**Excerpt to read**
This is ok and returns a list of illegal files, but it isn't very elegant and it doesn't check for extra directories etc. It will also allow any number of .xml or any other allowed types of files through.

I'm pretty sure there is a better way to do this, before I start to improve on this code.

I am not aware of comparison operators for directories with python, and I would be happy enough to return something like a list of dictionaries that contains the structure of any extra files and folders that have been added to the default directory pattern. Eg.

errors = [{'FolderName':['Naughty.txt','illegal.etc'],{'Disobedience':['Here.txt','AndHere.txt']}]

Answer

I just rewrote your code a little. It can be more elegant with any but it less effective (because it requires checking all ends). I'm not sure that I got correctly your question about error because you gave it in the wrong syntax.

**Data block**
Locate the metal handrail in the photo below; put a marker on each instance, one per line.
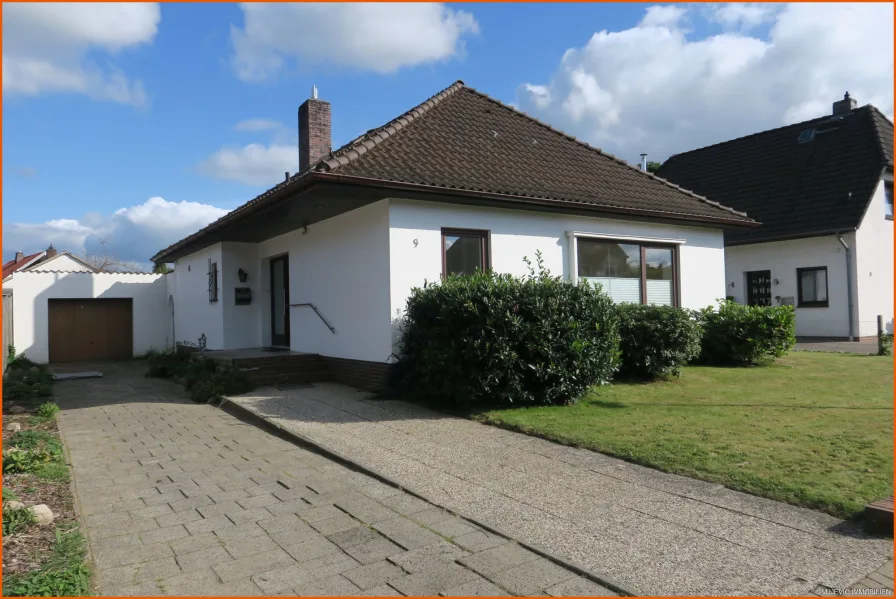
(316, 311)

**What this exercise asks**
[a] Output the passage from the directory-checking excerpt starting at "I am not aware" and ending at "directory pattern. Eg.".
[b] In the directory-checking excerpt, what does the poster say their current code doesn't check for?

**Task answers**
[a]
I am not aware of comparison operators for directories with python, and I would be happy enough to return something like a list of dictionaries that contains the structure of any extra files and folders that have been added to the default directory pattern. Eg.

[b] Extra directories.